■ **EXERCISE DIRECTIONS**
Render the rows below as a numbered list, omitting any blank lines.

※

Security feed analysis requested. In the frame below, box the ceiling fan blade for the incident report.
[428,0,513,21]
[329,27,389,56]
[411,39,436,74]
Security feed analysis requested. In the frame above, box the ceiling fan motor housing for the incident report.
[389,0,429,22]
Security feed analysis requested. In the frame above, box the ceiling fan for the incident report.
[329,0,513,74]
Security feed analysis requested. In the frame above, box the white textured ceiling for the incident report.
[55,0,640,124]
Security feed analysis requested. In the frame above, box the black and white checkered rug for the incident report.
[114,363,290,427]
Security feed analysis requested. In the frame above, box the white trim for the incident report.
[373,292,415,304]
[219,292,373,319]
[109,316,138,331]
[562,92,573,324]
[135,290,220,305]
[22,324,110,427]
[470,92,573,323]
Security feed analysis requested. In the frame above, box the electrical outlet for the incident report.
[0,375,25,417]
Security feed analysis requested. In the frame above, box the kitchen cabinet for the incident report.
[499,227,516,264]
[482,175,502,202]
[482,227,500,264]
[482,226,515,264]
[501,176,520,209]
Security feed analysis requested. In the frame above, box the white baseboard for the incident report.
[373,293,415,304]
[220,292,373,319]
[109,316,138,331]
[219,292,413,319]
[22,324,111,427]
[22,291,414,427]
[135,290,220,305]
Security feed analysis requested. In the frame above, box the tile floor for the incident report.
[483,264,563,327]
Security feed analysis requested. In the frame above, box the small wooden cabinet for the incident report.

※

■ **EXPECTED OUTPUT**
1. Security feed analysis requested. In the frame below, box the ceiling fan blade for the incident report.
2. [428,0,513,21]
3. [329,27,389,56]
4. [411,39,436,74]
5. Security feed analysis requested. In the frame above, box the ceiling fan motor housing for the incident report.
6. [389,0,429,22]
7. Security feed analysis requested. In the frame above, box the ceiling fan for the incident report.
8. [329,0,513,74]
9. Security feed analysis requested. In the frame above, box the white textured ceiling for the incident report.
10. [55,0,640,124]
11. Security feed analysis requested. In the frame above, box the black and white checkered rug for the incident report.
12. [114,363,290,427]
13. Security feed analysis requested. In the frame above, box the white trim for the incident report.
14. [373,292,415,304]
15. [219,292,373,319]
16. [109,316,138,331]
17. [562,92,573,324]
18. [135,290,220,305]
19. [22,324,110,427]
20. [470,92,573,323]
21. Security feed analysis requested. In the frame above, box the electrical outlet for the incident report.
22. [0,375,25,417]
23. Security feed analysis requested. In the frame above, box the kitchen cabinet for the incident report.
24. [499,227,516,264]
25. [482,175,502,202]
26. [482,227,500,264]
27. [482,226,515,264]
28. [501,176,520,209]
29. Security feed analysis requested. In the frame above, box the white baseboard for the incident report.
30. [373,293,415,304]
31. [220,292,373,319]
32. [109,316,138,331]
33. [219,292,413,319]
34. [22,324,111,427]
35. [22,291,414,427]
36. [135,290,220,305]
37. Security feed analysis requested. In the frame above, box the tile floor for the incident report.
38. [483,264,563,327]
39. Security feed analysis requested. In the frame above, box the small wooden cabinet for the incident report.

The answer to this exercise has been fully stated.